■ What you have to do ■
Extract the passage of the MSMA forum thread from "Issue is that" to "by MSMA application.", copying it word for word.

That use may well go away too. I suspect that there are better products for that site. MSMA was used for that from the 1950s. Back then, there was no such thing as Glyphosate or SU herbicides. I can see the only remaining use allowed is on cotton fields.


----------



## Greendoc (Mar 24, 2018)

coreymays22 said:


> Greendoc said:
> 
> 
> > The re evaluation is to determine whether golf courses will still be allowed to spot spray 100 sq ft out of an entire acre. I have a hard time believing that label is being followed when it is still being made and sold by the pallet. 100 sq ft x 18 holes would barely be 2,000 sq ft. No one needs a 2 1/2 gallon bottle if that is being done. Try more like a quart at a time. The entire accusation is BS anyway. It started just because golf courses in Florida were spraying it during the summer rain season.
> ...


Issue is that the Organic As the Methanarsonate can transform into inorganic As in the soil. Which then is a listed groundwater contaminant. In parts of Bangladesh and Indonesia, the groundwater naturally contains high levels of As. People consuming that water suffer organ damage, nerve damage, and cancer. However, the amount of As in the water is far higher than what was allegedly caused by MSMA application.


----------



## w0lfe (Mar 19, 2018)

■ Dataset excerpts ■
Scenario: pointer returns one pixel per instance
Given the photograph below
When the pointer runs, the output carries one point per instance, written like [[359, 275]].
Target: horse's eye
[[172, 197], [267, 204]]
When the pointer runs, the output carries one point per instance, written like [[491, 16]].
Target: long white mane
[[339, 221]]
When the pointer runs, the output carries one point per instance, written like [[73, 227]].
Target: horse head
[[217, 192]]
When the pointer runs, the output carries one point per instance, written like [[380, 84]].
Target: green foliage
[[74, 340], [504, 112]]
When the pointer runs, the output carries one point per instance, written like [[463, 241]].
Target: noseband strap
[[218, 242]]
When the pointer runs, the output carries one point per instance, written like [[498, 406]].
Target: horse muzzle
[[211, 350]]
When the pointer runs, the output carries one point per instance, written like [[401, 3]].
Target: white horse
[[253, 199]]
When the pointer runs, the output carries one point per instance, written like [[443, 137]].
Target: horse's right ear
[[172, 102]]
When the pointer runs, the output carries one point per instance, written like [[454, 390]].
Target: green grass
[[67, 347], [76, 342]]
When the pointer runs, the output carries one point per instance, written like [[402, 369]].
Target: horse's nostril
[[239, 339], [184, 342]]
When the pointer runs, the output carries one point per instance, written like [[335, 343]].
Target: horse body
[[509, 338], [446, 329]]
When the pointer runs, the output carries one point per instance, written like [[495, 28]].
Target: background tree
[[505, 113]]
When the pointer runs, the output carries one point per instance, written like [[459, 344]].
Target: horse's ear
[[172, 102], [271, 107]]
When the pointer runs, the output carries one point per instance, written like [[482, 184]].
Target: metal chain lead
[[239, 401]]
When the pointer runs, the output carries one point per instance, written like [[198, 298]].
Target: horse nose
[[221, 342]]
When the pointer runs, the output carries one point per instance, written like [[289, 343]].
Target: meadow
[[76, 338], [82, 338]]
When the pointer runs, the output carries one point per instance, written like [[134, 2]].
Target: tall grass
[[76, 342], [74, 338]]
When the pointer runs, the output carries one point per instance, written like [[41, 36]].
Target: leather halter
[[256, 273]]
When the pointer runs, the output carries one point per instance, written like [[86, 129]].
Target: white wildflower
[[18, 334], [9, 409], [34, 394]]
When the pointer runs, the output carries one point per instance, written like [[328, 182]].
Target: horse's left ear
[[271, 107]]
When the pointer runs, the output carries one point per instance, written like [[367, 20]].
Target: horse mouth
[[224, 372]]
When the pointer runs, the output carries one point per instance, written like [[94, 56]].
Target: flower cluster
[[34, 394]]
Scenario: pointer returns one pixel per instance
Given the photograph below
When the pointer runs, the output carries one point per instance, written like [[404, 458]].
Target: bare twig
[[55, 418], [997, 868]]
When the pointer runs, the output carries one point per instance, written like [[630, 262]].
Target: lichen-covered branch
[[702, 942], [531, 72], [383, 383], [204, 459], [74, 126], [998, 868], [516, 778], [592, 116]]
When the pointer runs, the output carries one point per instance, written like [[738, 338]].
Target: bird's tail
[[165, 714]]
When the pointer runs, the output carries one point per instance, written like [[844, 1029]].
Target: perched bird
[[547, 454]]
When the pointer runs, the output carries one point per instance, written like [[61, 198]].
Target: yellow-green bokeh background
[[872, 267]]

■ Solved exercise ■
Issue is that the Organic As the Methanarsonate can transform into inorganic As in the soil. Which then is a listed groundwater contaminant. In parts of Bangladesh and Indonesia, the groundwater naturally contains high levels of As. People consuming that water suffer organ damage, nerve damage, and cancer. However, the amount of As in the water is far higher than what was allegedly caused by MSMA application.